Exercise text -
========================================================================

Amit Sarkar (Amit.Sarkar@eyecareleaders.com) is Vice President, IT PMO and Governance at Eye Care Leaders in Charlotte, NC.
It has been a nightmarish year in many ways for compliance officers in healthcare organizations. The numbers speak for themselves: 1.13 million records were exposed by 110 healthcare data breaches in Q1 2018, and more than 3 million patient records were breached by phishing emails, IT, and unauthorized viewing in the second quarter. Electronic health records (EHR) were hacked, laptops and PCs were inadequately configured, and electronic equipment was mislaid or lost. The Office for Civil Rights (OCR) breach portal[1] indicates that between January 2, 2018, and August 20, 2018, healthcare providers alone reported 104 breaches involving hacking, EHRs, and unauthorized viewing. This does not account for lost equipment, theft, and human error.
Prevention of data loss and breaches should be number one priority
You don’t want to be part of the statistics involving healthcare data breaches. The 1,000% leap in health plan data breaches in the first half of the year should be an eye-opener for all connected with healthcare and HIPAA compliance. As many as 884,360 individuals were impacted by 24 breaches involving health plans in the first five months of the year. Data released by the Protenus Breach Barometer[2] indicates that in the second quarter alone, more than 3.14 million patient records were breached in 142 health data breach incidents disclosed to the media or to the U.S. Department of Health and Human Services (HHS).

========================================================================

Task requirements -
Answer these questions from the text on healthcare data breaches:
1. In what city and state is Eye Care Leaders located?
2. How many records were exposed by healthcare data breaches in Q1 2018?
3. According to the Protenus Breach Barometer, how many health data breach incidents occurred in the second quarter?
The records have nothing to do with the exercise.

========================================================================

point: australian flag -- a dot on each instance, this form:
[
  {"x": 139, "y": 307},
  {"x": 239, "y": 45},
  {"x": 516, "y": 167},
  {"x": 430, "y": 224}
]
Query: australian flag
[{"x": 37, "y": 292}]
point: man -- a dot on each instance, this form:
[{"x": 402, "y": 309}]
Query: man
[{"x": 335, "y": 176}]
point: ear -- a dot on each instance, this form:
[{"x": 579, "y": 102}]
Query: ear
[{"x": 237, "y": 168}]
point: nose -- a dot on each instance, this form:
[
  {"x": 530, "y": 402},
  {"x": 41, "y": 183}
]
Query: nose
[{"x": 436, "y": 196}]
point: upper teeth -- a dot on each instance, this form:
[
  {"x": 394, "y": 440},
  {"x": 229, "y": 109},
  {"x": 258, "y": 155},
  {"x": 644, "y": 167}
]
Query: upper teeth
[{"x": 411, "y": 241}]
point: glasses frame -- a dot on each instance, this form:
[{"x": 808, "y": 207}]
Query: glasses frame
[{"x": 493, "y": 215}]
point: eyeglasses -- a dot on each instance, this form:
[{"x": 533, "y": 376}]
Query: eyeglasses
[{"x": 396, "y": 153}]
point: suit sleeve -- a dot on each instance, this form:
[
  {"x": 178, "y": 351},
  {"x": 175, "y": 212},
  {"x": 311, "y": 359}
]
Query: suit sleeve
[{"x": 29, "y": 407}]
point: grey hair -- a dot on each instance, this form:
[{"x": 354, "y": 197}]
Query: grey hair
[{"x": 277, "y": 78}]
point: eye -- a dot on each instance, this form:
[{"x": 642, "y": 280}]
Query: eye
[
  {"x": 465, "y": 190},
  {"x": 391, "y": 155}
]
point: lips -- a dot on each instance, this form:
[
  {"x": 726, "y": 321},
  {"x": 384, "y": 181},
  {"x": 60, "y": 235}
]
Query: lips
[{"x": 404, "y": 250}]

========================================================================

Expected answer -
1. Charlotte, NC
2. 1.13 million
3. 142